--- START Dataset records ---

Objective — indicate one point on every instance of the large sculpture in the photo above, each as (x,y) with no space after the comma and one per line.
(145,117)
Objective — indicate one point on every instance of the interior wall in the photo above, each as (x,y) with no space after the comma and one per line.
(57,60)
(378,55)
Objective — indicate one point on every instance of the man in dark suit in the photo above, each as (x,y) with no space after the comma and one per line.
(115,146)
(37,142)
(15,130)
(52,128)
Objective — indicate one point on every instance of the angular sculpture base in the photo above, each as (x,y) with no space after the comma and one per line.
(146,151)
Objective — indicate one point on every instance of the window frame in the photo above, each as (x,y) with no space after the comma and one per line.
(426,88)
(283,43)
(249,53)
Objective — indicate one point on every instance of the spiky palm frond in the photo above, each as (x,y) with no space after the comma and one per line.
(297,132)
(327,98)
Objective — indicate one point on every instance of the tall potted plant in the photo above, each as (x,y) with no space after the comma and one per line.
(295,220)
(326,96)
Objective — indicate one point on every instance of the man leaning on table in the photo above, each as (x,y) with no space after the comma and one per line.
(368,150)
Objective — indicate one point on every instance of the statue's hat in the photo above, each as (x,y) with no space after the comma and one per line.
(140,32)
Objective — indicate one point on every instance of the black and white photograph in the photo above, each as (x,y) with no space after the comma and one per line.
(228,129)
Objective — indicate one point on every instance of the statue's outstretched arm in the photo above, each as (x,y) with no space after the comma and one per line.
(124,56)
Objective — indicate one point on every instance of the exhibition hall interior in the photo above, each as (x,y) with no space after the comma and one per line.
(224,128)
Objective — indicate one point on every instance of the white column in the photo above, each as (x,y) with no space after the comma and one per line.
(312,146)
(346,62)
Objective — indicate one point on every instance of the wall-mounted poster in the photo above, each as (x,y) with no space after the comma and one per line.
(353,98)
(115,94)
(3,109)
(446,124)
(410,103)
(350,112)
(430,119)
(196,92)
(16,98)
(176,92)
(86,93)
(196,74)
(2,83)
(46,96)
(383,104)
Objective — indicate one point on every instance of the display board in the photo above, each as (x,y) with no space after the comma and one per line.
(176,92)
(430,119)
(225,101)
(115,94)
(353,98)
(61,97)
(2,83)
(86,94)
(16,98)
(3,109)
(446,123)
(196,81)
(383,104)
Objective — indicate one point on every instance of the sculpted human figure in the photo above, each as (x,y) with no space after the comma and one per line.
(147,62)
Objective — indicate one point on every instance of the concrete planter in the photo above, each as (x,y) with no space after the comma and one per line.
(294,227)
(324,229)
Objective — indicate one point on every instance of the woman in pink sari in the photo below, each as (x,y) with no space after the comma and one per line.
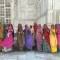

--- END Dataset records ---

- _Set exercise_:
Rewrite all of the data above with every "Objective" changed to "Goal" and nothing else altered, and leave out the picture.

- _Result of this exercise_:
Goal — indicate one point on every instance of the large sculpture in the photo above, each as (x,y) with no space after the comma and one per line.
(145,117)
Goal — indicate one point on every instance of the interior wall in the photo above, each as (x,y) with no space after the comma and one per line.
(57,60)
(378,55)
Goal — indicate one point on every instance of the man in dark suit in the photo above, each as (x,y) with no space after the comma and one per line.
(115,146)
(37,142)
(15,130)
(52,128)
Goal — indicate one point on every instance of the angular sculpture base in the photo above, each as (x,y) with no space after the comma and one per line.
(146,151)
Goal — indicate one point on every instance of the window frame in the photo above, each as (x,y) with no space after the comma and one per line.
(426,88)
(283,43)
(249,53)
Goal — indicate one point on every instance of the spiky palm frond in the photo above, each as (x,y) with no space after the comma and one per line.
(297,132)
(327,98)
Goal — indicate one point on every instance of the tall potted plant in the photo above, each as (x,y) with no space after the comma and one per line.
(295,220)
(326,96)
Goal — indicate one point on every instance of the man leaning on table in the photo above, each as (x,y) with no space after the comma and one per line.
(368,150)
Goal — indicate one point on every instance of the statue's hat in the photo above, each as (x,y) with no space after the comma and one per line.
(140,32)
Goal — indicate one point on every instance of the black and white photograph in the photo above, each as (x,y) with no space after the comma and one per line.
(228,129)
Goal — indicate one point on every instance of the statue's outstretched arm in the photo above, each as (x,y) with no space after the comma and one per line.
(124,56)
Goal — indicate one point on every instance of the exhibition hall interior in the photo above, each as (x,y) with no space after the comma and one per line.
(224,128)
Goal — indicate one point on every instance of the white column in the photo above, each as (x,y) with no space after the comma and one per line.
(312,146)
(346,62)
Goal — indicate one point on every instance of the wall-mounted poster in the photo above, each as (x,y) with no space after the comma and one per line.
(353,98)
(115,94)
(3,109)
(446,124)
(410,103)
(350,112)
(430,119)
(196,92)
(16,98)
(176,92)
(86,93)
(196,74)
(2,83)
(46,96)
(383,104)
Goal — indicate one point on every instance of the display board in the photo above, each as (x,y) with no space after the comma and one per line.
(176,92)
(430,119)
(225,101)
(115,94)
(353,98)
(61,97)
(2,83)
(86,94)
(16,98)
(3,109)
(446,123)
(196,81)
(383,104)
Goal — indicate one point on every instance of the sculpted human figure in the photo above, each as (x,y) with no space after the comma and one per line.
(147,62)
Goal — indicate one point on every instance of the concrete planter in the photo above, each as (x,y) with no space after the comma and one per line.
(294,227)
(324,229)
Goal — indicate one point on every instance of the woman in pink sari in the photo below, each as (x,y) with no space after the comma and one per line.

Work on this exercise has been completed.